Woodford, Port Fairy festival cancellations leave $30m hole

Woodford, Port Fairy festival cancellations leave $30m hole

The cancellations of Queensland’s Woodford Folk Festival and Victoria’s Port Fairy Folk Festival will create a $30 million hole in their respective communities.

The festivals were cancelled within a day of each other, due to COVID-19 restrictions on social gatherings.

Woodford Folk was to have been held for the 35th year from December 27 to January 1 on its own 500-acre Woodfordia site an hour’s drive north-west of Brisbane.

With 400 acts over 25 venues it draws an aggregated 130,000 crowd and injects $20 million into the Queensland economy each year.

According to government tourism figures, in 2017, at least 10,500 of the crowd were from interstate and overseas, generating 216,178 visitor nights.

In announcing its cancellation on Friday (August 14) on social media, executive director Bill Hauritz explained, “Our team have spent a lot of this year hopeful that we could do a scaled down version of Woodford, but the more we studied, the more impossible it became.

“We can never meet reasonable guidelines rightly imposed by authorities to make it safe in this Covid-19 world.”

However it will in its place hold a smaller-scale five-day camping holiday called Bushtime during the September holidays with evening concerts, discussions, bushwalking and workshops.

With the likelihood of social distancing restrictions running into next year, the 44-year old Port Fairy Folk Festival rescheduled from March 5—8, 2021 to the second weekend of March 2022.

“We started looking at options for smaller festivals … [but] we thought that was going to be very, very difficult to handle,” festival committee president John Young told the ABC.

- EXTRACTED INFORMATION -
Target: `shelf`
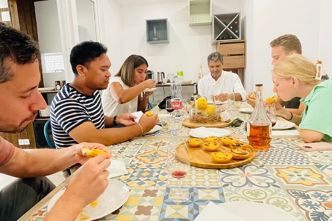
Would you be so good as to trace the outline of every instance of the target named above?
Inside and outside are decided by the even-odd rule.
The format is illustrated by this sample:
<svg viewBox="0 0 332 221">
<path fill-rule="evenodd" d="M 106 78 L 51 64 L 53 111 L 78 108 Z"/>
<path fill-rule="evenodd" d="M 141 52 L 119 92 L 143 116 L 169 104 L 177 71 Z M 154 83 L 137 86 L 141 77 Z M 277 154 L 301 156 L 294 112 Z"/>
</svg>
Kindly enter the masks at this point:
<svg viewBox="0 0 332 221">
<path fill-rule="evenodd" d="M 189 0 L 189 26 L 211 25 L 211 0 Z"/>
<path fill-rule="evenodd" d="M 211 30 L 212 44 L 241 39 L 240 12 L 213 15 Z"/>
<path fill-rule="evenodd" d="M 169 43 L 169 27 L 167 18 L 145 20 L 146 42 L 148 44 Z"/>
</svg>

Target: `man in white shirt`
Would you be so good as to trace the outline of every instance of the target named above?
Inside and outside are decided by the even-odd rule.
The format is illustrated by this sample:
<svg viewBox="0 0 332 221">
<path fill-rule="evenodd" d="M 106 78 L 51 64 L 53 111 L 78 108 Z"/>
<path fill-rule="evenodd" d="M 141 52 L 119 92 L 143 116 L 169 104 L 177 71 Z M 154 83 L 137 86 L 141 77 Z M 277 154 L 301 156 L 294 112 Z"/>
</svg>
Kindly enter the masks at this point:
<svg viewBox="0 0 332 221">
<path fill-rule="evenodd" d="M 247 92 L 239 76 L 222 69 L 222 55 L 213 52 L 207 56 L 207 64 L 210 73 L 199 82 L 199 94 L 201 96 L 214 95 L 217 101 L 227 100 L 229 93 L 234 93 L 235 101 L 244 101 Z"/>
</svg>

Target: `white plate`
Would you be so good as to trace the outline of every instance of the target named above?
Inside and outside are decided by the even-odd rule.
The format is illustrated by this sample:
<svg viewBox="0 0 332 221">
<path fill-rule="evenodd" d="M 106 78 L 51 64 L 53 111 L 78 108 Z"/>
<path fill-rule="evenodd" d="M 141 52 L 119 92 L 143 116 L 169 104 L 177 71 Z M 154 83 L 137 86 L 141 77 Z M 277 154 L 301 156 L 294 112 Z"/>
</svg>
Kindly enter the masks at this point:
<svg viewBox="0 0 332 221">
<path fill-rule="evenodd" d="M 109 179 L 108 181 L 108 186 L 104 193 L 99 198 L 98 205 L 92 207 L 89 204 L 83 209 L 84 212 L 82 214 L 90 217 L 90 218 L 85 221 L 93 221 L 109 215 L 121 207 L 128 199 L 129 189 L 125 184 L 114 179 Z M 47 206 L 48 211 L 51 210 L 56 202 L 63 195 L 65 191 L 66 188 L 64 188 L 51 199 Z M 64 208 L 64 210 L 66 209 Z"/>
<path fill-rule="evenodd" d="M 146 133 L 144 133 L 144 134 L 151 134 L 151 133 L 153 133 L 155 132 L 157 132 L 158 130 L 159 130 L 161 128 L 161 126 L 159 125 L 156 125 L 155 126 L 154 126 L 153 127 L 153 128 L 152 129 L 151 129 L 150 131 L 149 131 L 149 132 L 147 132 Z"/>
<path fill-rule="evenodd" d="M 226 136 L 228 136 L 231 134 L 231 132 L 227 130 L 225 130 L 225 129 L 222 129 L 222 128 L 212 128 L 212 127 L 207 127 L 206 129 L 212 131 L 212 132 L 215 132 L 215 133 L 218 133 L 219 134 L 216 134 L 215 133 L 213 134 L 213 135 L 217 137 L 225 137 Z M 192 137 L 196 137 L 196 138 L 203 138 L 204 137 L 207 137 L 210 136 L 212 136 L 212 135 L 210 134 L 207 135 L 206 134 L 206 136 L 204 136 L 203 135 L 201 134 L 197 134 L 194 132 L 194 131 L 193 131 L 194 129 L 192 129 L 189 131 L 189 134 Z"/>
<path fill-rule="evenodd" d="M 146 88 L 145 90 L 144 90 L 144 92 L 151 92 L 151 91 L 154 91 L 156 90 L 157 90 L 157 88 Z"/>
<path fill-rule="evenodd" d="M 277 122 L 274 127 L 272 128 L 272 130 L 284 130 L 285 129 L 291 128 L 295 125 L 295 124 L 292 122 L 287 121 L 286 120 L 277 120 Z"/>
<path fill-rule="evenodd" d="M 298 221 L 291 214 L 276 207 L 248 201 L 230 202 L 218 206 L 238 217 L 255 221 Z"/>
<path fill-rule="evenodd" d="M 55 88 L 49 87 L 49 88 L 39 88 L 38 90 L 39 91 L 55 91 Z"/>
<path fill-rule="evenodd" d="M 254 111 L 254 109 L 253 108 L 240 108 L 239 111 L 243 113 L 251 113 Z"/>
</svg>

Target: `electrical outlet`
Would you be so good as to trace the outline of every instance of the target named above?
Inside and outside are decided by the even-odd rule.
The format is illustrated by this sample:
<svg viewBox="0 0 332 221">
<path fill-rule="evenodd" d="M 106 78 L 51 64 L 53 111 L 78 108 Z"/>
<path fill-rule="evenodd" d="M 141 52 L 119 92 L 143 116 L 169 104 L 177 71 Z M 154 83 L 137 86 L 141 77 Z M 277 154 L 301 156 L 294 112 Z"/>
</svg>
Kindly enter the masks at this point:
<svg viewBox="0 0 332 221">
<path fill-rule="evenodd" d="M 18 145 L 24 145 L 24 140 L 23 139 L 18 139 Z"/>
</svg>

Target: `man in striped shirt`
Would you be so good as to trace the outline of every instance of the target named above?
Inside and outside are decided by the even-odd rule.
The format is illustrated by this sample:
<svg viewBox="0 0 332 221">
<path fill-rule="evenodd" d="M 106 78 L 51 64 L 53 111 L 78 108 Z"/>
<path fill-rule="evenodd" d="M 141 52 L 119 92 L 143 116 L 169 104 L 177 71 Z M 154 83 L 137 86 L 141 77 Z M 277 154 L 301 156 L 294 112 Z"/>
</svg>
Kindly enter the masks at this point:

- TASKS -
1 - In the festival cancellations article, to what date was the Port Fairy Folk Festival rescheduled?
2 - Reproduce the festival cancellations article word for word, everything from "In announcing its" down to "of March 2022.".
3 - Continue the article on the Woodford and Port Fairy festival cancellations from its final sentence.

- ANSWERS BY TASK -
1 - The second weekend of March 2022.

2 -
In announcing its cancellation on Friday (August 14) on social media, executive director Bill Hauritz explained, “Our team have spent a lot of this year hopeful that we could do a scaled down version of Woodford, but the more we studied, the more impossible it became.

“We can never meet reasonable guidelines rightly imposed by authorities to make it safe in this Covid-19 world.”

However it will in its place hold a smaller-scale five-day camping holiday called Bushtime during the September holidays with evening concerts, discussions, bushwalking and workshops.

With the likelihood of social distancing restrictions running into next year, the 44-year old Port Fairy Folk Festival rescheduled from March 5—8, 2021 to the second weekend of March 2022.

3 -
The absence of the event in March 2021 will see a shortfall of $9.6 million into the economy of the village of Port Fairy.

The festival draws 12,000, of which 90% said they only come to the area for the event. The village throws free activities to coincide, bringing in 20,000 a day.

A report some years ago from data collection agency ITESA found that attendees spend $1.2 million on food and drinks and $517,000 on merchandise within the venue.

More than $2.7 million was spent on accommodation and meals. Patrons paid $1.2 million for travel.

The town’s retailers benefited to the tune of $394,000.

Such cancellations show how much these festivals are needed for the well-being of their surrounding economies.

Two Byron Bay events – Splendour in the Grass and Falls Festival – pump $100 million into the Australian economy, with more than $25 million spent in the Byron Shire, according to their North Byron Parklands site.

When Splendour was axed this year, Byron Shire mayor Simon Richardson called its absence “almost cataclysmic really, in the rolling disruptions to normality.”

Last month, Bluesfest Byron Bay released a report that revealed its cancellation saw the Byron community lose $116.9 million gross revenue and 745.3 full time equivalent [FTE] jobs, while the state of NSW was down $203.6 million gross revenue and 1,158 jobs [FTE].

“It’s a tragedy!” festival director Peter Noble commented on the figures.

The decision this year by Falls promoters to drop the Tasmanian leg was also financial blow to the island’s tourism dollars.

In 2011, the three day music and arts gathering generated$ $31.45 million in economic benefits. Of the 16,000 attendees, 7,742 came from the mainland, staying an average of 9.23 nights.

Tasmania also suffered with the pandemic-related axing this year of Dark Mofo, which is estimated to add $100 million to the economy a year in recent times.

Last year it shifted 100,000 tickets, 65% of those from the mainland.